▶ To do:
Swap "a point per instance" for "one point for each instance" throughout the data below, leaving everything else unchanged. Omit the pictures from your answer.
───
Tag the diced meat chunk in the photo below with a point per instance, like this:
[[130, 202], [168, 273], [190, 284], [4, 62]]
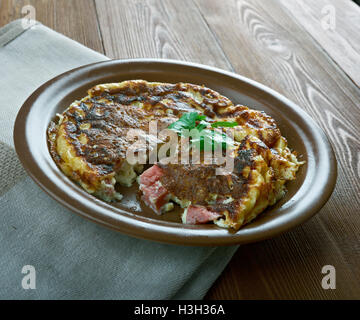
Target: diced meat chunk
[[155, 196], [199, 214]]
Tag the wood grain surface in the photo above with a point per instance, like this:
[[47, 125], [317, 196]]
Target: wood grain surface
[[280, 43]]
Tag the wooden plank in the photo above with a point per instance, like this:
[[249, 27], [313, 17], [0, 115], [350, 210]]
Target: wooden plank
[[262, 42], [75, 19], [342, 42], [158, 29]]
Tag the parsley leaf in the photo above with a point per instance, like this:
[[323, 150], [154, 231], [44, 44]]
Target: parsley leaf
[[209, 139]]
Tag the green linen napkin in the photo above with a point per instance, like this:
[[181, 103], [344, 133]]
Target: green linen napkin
[[75, 258]]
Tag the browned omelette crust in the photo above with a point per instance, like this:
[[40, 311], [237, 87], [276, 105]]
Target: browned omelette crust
[[89, 144]]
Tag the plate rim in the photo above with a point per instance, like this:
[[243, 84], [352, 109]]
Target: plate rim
[[159, 230]]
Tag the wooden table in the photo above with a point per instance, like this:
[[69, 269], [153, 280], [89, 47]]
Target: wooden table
[[289, 45]]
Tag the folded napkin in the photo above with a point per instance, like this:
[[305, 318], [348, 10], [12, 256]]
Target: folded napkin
[[75, 258]]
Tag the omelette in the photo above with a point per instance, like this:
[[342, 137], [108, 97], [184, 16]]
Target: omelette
[[90, 139]]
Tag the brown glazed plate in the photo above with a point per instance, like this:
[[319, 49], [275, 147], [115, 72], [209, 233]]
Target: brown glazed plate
[[306, 195]]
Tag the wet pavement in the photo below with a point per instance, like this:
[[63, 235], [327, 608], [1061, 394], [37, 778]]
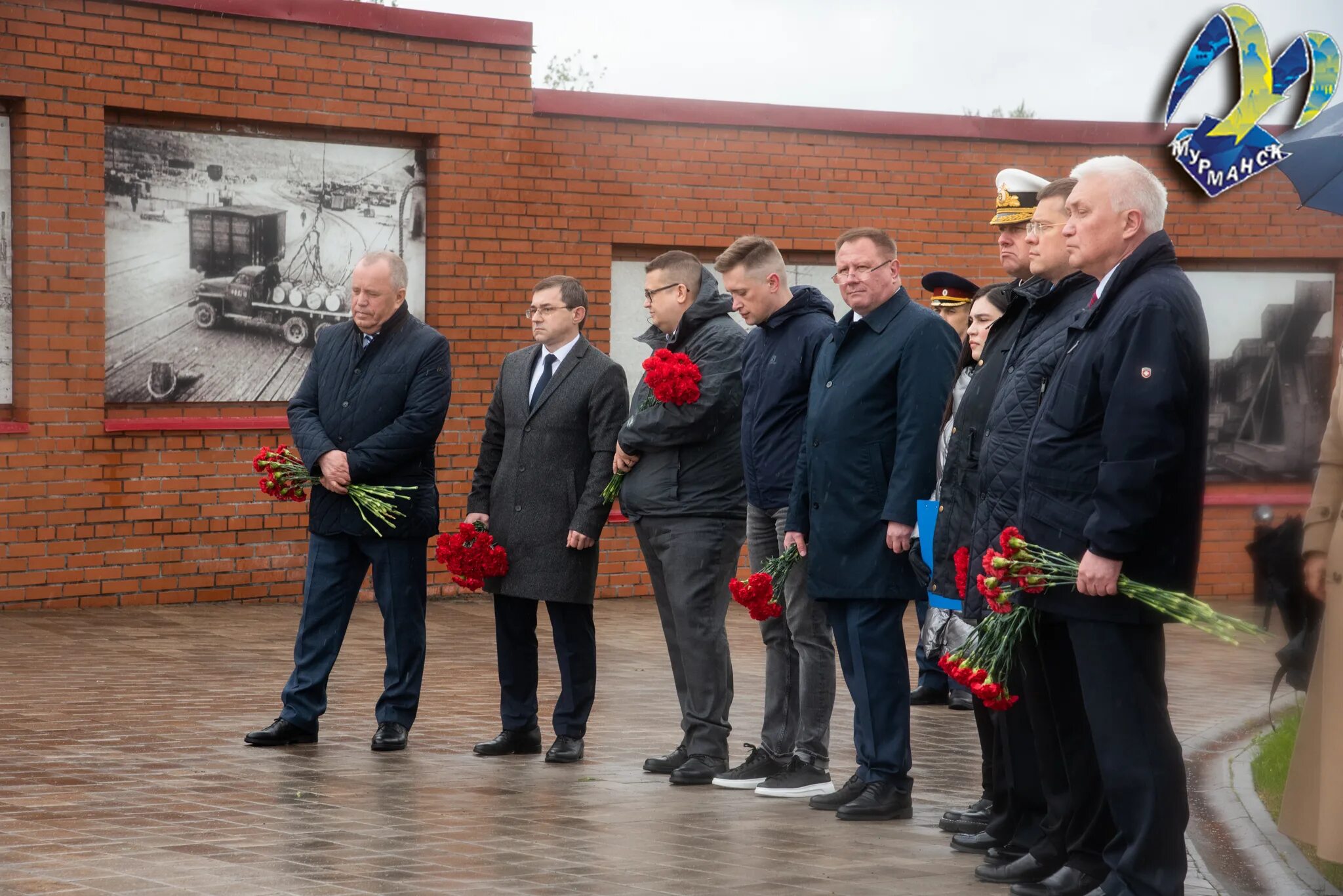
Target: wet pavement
[[123, 769]]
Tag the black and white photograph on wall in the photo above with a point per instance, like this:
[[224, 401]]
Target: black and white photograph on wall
[[1271, 340], [228, 256], [6, 269]]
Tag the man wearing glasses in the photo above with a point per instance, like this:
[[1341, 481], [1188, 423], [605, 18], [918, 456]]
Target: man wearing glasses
[[868, 456], [1067, 859], [1012, 821], [685, 494], [546, 456]]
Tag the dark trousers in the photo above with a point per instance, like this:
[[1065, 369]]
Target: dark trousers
[[930, 673], [1018, 800], [1122, 671], [1076, 827], [336, 568], [691, 560], [575, 649], [872, 653]]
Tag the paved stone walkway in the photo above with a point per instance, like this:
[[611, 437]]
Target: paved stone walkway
[[123, 769]]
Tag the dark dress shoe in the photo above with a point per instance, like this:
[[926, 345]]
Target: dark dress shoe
[[668, 764], [953, 815], [698, 770], [847, 794], [565, 750], [980, 843], [969, 823], [1022, 871], [1066, 882], [281, 734], [390, 735], [1003, 855], [923, 696], [879, 801], [511, 741]]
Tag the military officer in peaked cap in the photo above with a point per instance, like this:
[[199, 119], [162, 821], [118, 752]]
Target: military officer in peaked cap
[[1012, 824], [1016, 203], [950, 294]]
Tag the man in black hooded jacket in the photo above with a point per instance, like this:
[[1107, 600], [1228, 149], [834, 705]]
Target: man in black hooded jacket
[[685, 495]]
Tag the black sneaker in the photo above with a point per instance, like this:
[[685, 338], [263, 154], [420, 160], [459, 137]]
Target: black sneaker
[[799, 779], [752, 773]]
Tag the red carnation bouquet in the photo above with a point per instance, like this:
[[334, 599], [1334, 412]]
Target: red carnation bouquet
[[673, 379], [287, 480], [984, 661], [762, 593], [470, 555]]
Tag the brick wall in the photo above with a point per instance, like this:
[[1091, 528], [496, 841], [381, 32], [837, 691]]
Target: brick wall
[[93, 512]]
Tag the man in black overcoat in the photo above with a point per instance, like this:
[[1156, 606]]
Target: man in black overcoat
[[546, 456], [369, 410], [1113, 477], [868, 454]]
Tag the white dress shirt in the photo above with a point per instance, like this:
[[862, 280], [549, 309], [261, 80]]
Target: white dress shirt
[[561, 354]]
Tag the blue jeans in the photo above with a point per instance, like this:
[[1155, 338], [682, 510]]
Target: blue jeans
[[799, 656], [336, 567]]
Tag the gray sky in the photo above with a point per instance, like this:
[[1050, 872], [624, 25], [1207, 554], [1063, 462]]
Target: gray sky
[[1067, 60]]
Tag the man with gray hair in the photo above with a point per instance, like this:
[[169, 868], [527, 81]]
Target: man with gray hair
[[369, 410], [1113, 477]]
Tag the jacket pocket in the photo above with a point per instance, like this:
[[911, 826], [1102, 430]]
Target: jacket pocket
[[1056, 523]]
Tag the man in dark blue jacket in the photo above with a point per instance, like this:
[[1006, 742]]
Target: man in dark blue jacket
[[1067, 855], [369, 410], [868, 457], [1113, 477], [799, 656]]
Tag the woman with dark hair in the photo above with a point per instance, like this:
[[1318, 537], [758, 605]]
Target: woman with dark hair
[[957, 492], [958, 482]]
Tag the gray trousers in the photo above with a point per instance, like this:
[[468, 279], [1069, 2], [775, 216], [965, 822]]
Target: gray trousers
[[691, 560], [799, 655]]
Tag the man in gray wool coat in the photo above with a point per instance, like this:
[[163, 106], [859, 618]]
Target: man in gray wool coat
[[546, 456]]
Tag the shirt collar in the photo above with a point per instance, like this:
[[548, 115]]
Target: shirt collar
[[562, 352], [1104, 281]]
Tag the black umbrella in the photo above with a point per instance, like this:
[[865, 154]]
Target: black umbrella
[[1315, 166]]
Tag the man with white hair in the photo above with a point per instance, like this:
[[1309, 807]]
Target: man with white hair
[[369, 412], [1113, 477]]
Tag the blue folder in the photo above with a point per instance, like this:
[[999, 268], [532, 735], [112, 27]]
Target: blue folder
[[927, 512]]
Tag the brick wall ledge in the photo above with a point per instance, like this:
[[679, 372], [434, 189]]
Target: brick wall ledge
[[191, 423], [370, 16], [755, 115]]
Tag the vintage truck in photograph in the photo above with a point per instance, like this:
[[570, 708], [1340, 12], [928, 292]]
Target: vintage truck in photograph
───
▶ The output:
Tag the diced meat chunk in the photo below with one point for each instance, like this:
[[130, 202], [168, 273], [190, 284], [4, 62]]
Target: diced meat chunk
[[155, 196], [199, 214]]
Tag the wood grain surface in the photo above with one point for each instance, like this:
[[47, 125], [317, 196]]
Target: wood grain surface
[[280, 43]]
Tag the wooden plank in the photo above with one point for each instance, like this:
[[249, 27], [313, 17], [0, 115], [350, 210]]
Target: wooden plank
[[262, 42], [75, 19], [342, 42], [158, 29]]
Tag the parsley leaf in the photo above with one point for each instance, like this:
[[323, 150], [154, 231], [44, 44]]
Target: parsley leaf
[[209, 139]]
Tag the green linen napkin in the photo above with one point for each instance, like this:
[[181, 103], [344, 133]]
Target: green linen napkin
[[75, 258]]
Tag the browned omelette crust in the photo above with one point for each instance, like this:
[[40, 311], [237, 87], [276, 105]]
Target: browned omelette crust
[[89, 144]]
Tag the plate rim in the photo above with one point for each instance, like this:
[[243, 84], [352, 109]]
Target: plate rim
[[159, 230]]
Tag the wooden table in the photo above with one point for each instance, like this:
[[69, 269], [153, 280], [89, 47]]
Target: wooden table
[[289, 45]]
Tag the folded napkin in the photo above with one point for each instance, like this:
[[305, 318], [348, 10], [12, 256]]
Target: folded napkin
[[75, 258]]
Tag the omelette in the photo above with one point for each instance, like this:
[[342, 137], [108, 97], [184, 16]]
Target: omelette
[[90, 139]]
Tag the brown glazed plate in the photo above with one point for each instance, like this:
[[319, 49], [275, 147], [115, 72], [209, 233]]
Target: brown glazed plate
[[306, 195]]
Tag the wet pavement in the photo below with one point for each instance, like this:
[[63, 235], [327, 608], [1061, 394], [37, 778]]
Target: wet pavement
[[123, 769]]
Tag the black and white photograph on wall in the photo above with one point for each instance, like this:
[[224, 401]]
Target: black and white photograph on wall
[[1271, 340], [228, 256], [6, 269]]
Tag the man wearing glasses in the photo above with one point for each instance, like this:
[[1341, 481], [1188, 423], [605, 18], [918, 456]]
Target: man wearing glasses
[[868, 456], [1067, 859], [1012, 821], [685, 494], [546, 456]]
Tag the dark trousers in the photo above with one point for each instance, like this:
[[1065, 369]]
Target: dark trousers
[[930, 673], [1018, 800], [1122, 671], [1076, 827], [336, 568], [691, 560], [575, 649], [872, 653]]
Tag the paved stone walkway in the photo above with one point for each instance, like this:
[[611, 437]]
Target: paved stone walkway
[[123, 769]]
Tag the dark dress shoe in the photo above with one point for each instance, like this:
[[926, 345]]
Target: dark dress shoe
[[668, 764], [953, 815], [698, 770], [847, 794], [565, 750], [980, 843], [969, 823], [1022, 871], [1066, 882], [281, 734], [390, 735], [1003, 855], [923, 696], [879, 801], [511, 741]]
Tag the military officer in peaked cap in the photo above with one point for each instance, like this:
[[199, 119], [162, 821], [118, 752]]
Target: military officer in peaked cap
[[1012, 824], [1016, 203], [950, 294]]
Tag the man in black hooded jacket in the photo above with one point for each instance, like this:
[[1107, 600], [1228, 149], [834, 705]]
Target: man in black hooded jacket
[[685, 495]]
Tag the black sneaker in the photo above with one point for each instance, like this:
[[685, 338], [263, 154], [420, 160], [459, 137]]
Target: black sneaker
[[799, 779], [752, 773]]
Tag the red carnation bouquet in the photo above with one point for each instance, like this:
[[334, 599], [1334, 412]]
Target: red carnation bouquet
[[673, 379], [287, 480], [984, 661], [762, 593], [470, 555]]
Tag the brick wall in the photo above with one point for each instance, like this:
[[1091, 528], [496, 841], [381, 32], [837, 691]]
Target: brick wall
[[93, 512]]
Tag the man in black overcoat in the photo above with one point for each instance, like this:
[[1156, 606]]
Target: man in black overcoat
[[546, 456], [369, 410], [1113, 477], [868, 454]]
Tag the white dress shirt in the photo above with one point for each instance, like this:
[[862, 280], [549, 309], [261, 80]]
Target: white dress shirt
[[561, 354]]
Tag the blue jeans in the photo above with one point for each instance, like this:
[[1155, 338], [682, 510]]
Target: blue jeans
[[799, 656], [336, 567]]
Tag the gray sky in the photo above with one point for each instance, like this:
[[1050, 872], [624, 25], [1207, 554], [1063, 462]]
Target: gray sky
[[1067, 60]]
Tag the man with gray hair in the photo above with one point for each instance, like this:
[[169, 868], [527, 81]]
Target: man with gray hair
[[369, 410], [1113, 477]]
Tag the jacket pocket in the photo above with one point for each instance, like this:
[[911, 826], [1102, 430]]
Target: jacket pocket
[[1056, 523]]
Tag the man in dark blue jacket in the photo above with one point for each instance, like this:
[[1006, 742]]
Target: man in dark blue jacket
[[1067, 855], [369, 410], [868, 457], [1113, 477], [799, 656]]
Tag the woman with dark hair in the photo above with one point for each instance, like this:
[[1318, 537], [758, 605]]
Target: woman with dark hair
[[957, 492], [958, 482]]
Tag the gray trousers in the photo above with one point for each instance, like this:
[[468, 279], [1069, 2], [775, 216], [965, 822]]
Target: gray trousers
[[691, 560], [799, 655]]
Tag the man in gray wool coat in the photo above with one point for each instance, like this:
[[163, 106], [859, 618]]
Target: man in gray wool coat
[[546, 456]]
Tag the shirt collar in the photo above with one point for each instance, like this:
[[548, 115]]
Target: shirt collar
[[562, 352], [1104, 281]]
Tag the black umbrella in the photo above with one point for each instance, like this:
[[865, 154]]
Target: black umbrella
[[1315, 166]]
Tag the man with white hair in the photo above with one point for each instance, like this:
[[1309, 807]]
Target: man with white hair
[[369, 412], [1113, 477]]
Tag the blue folder in the photo above with one point for each instance, like this:
[[999, 268], [532, 735], [112, 27]]
Target: blue folder
[[927, 512]]
Tag the brick wall ledge in the photo above with one point for each instance, like this:
[[679, 372], [434, 189]]
Target: brick wall ledge
[[191, 423], [370, 16], [755, 115]]
Tag the vintage truck in photograph in the photo above with one point for each instance, like this:
[[570, 708], [1340, 12], [928, 292]]
Target: vintage truck in photograph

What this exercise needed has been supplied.